◆ Stated exercise A: Pull out every line of the listing that contains the string "cabin". Case counts.

◆ Page:
--------------------------------
2
votes

Is there a way to copy data from S3 into Snowflake without manually defining the columns beforehand?

I don't want to have to define the schema for the table in Snowflake OR the schema for which columns should be imported from S3. I want it to be schema-on-read, not schema-on-write.

I'm using a storage integration for access to the S3 external stage.

My question is a bit similar to this question, but I don't want to have to define any columns individually. If there's a way to just add on additional columns on the fly, that would solve my issue too.

2
we do something, like this, as we have a "csv" that really is just an one column which is a json blob, and then we load that into a holding table, and pull out the columns we want later. But other than having no columns like the above I am not sure how you can get away with no structure.Simeon Pilgrim

2 Answers

3
votes

We do not currently have schema inference for COPY. I am assuming that you already know about the variant column option for JSON but it will not give you full schematization. https://docs.snowflake.net/manuals/user-guide/semistructured-concepts.html

Dinesh Kulkarni

(PM, Snowflake)

2
votes

You need to use a third party tool that analyses your whole S3 data file in order to build an SQL schema from the data set in the file. Or maybe the tool is given access to the data source definition (which Snowflake hasn't) to make the job for the tool easier.

You might find snippets of Snowflake Stored Procedure code by searching around here at stackoverflow, that outputs schema definitions by eg. recursively flattening JSON data files.

If you want the import to be flexible, you need to use a flexible data format like JSON and a flexible SQL data type like VARIANT. This will work even if your data structures change.

If you want to use rigid formats like CSV or rigid SQL data types (most are rigid) then things get complicated. Rigid data are not flexible, and eg CSV files do not have any embedded type information, making for massive non-future-proof guesswork.
And maybe you are satisfied having all your columns end up as VARCHAR...
--------------------------------
◆ Stated exercise B: What does the thread say Snowflake does not currently have for COPY?

◆ Provided records:
--------------------------------
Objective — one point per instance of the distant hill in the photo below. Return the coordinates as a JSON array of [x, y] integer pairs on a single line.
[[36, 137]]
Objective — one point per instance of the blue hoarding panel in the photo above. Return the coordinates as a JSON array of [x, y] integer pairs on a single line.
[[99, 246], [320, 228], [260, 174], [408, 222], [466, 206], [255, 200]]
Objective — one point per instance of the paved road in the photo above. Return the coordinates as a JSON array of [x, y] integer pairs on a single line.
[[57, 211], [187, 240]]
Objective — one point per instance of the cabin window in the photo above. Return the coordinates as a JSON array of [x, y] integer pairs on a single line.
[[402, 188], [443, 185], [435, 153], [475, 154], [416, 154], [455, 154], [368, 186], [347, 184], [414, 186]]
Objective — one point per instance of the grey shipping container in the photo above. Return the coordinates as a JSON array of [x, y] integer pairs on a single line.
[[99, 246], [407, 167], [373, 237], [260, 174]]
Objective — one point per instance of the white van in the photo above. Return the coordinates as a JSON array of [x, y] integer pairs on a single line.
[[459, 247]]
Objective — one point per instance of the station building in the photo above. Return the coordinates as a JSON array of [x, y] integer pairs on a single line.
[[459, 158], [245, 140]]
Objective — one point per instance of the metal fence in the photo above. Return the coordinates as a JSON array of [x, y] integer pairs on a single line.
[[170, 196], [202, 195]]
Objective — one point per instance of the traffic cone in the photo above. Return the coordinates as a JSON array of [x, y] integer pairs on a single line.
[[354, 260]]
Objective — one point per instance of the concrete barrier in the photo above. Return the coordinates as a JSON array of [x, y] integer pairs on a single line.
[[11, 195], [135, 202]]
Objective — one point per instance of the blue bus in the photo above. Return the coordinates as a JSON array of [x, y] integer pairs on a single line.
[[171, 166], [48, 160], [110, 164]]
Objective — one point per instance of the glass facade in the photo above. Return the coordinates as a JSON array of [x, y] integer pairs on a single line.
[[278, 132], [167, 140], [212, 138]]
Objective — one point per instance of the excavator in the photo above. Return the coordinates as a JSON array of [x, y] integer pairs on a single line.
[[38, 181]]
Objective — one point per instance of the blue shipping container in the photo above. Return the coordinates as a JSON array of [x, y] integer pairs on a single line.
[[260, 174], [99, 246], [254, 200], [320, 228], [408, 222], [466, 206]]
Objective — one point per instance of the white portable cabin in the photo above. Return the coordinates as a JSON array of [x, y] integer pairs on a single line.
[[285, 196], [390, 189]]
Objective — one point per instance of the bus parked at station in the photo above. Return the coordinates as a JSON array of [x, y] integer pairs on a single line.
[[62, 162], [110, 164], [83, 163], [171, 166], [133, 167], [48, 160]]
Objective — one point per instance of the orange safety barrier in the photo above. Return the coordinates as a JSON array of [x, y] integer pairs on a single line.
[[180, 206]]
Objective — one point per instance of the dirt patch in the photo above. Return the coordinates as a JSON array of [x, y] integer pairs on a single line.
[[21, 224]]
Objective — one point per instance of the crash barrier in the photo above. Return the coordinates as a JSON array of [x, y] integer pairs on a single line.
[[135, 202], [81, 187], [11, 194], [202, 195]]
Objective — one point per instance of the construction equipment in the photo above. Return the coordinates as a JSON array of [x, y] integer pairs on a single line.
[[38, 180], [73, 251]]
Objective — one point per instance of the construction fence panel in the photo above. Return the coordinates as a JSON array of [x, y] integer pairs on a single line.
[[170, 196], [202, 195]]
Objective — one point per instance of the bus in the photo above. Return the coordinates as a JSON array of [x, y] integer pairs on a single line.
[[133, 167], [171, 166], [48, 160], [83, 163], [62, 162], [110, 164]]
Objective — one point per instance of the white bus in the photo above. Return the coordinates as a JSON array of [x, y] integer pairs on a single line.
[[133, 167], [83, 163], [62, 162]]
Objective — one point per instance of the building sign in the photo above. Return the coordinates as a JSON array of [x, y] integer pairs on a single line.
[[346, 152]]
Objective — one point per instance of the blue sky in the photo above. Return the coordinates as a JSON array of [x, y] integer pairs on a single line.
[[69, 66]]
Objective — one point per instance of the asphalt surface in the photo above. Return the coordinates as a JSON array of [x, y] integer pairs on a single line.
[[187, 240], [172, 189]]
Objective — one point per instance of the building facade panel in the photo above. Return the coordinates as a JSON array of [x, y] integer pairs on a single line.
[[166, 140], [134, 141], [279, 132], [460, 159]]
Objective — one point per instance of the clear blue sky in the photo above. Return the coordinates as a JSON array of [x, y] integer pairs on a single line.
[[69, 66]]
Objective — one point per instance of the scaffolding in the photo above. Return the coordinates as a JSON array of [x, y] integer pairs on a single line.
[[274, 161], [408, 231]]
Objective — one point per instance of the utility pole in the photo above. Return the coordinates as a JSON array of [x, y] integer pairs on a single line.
--------------------------------
◆ Complete answer A:
Objective — one point per instance of the cabin window in the photo above. Return the coordinates as a JSON array of [x, y] integer pairs on a single line.
Objective — one point per instance of the white portable cabin in the photo above. Return the coordinates as a JSON array of [x, y] integer pairs on a single line.

◆ Complete answer B: Schema inference.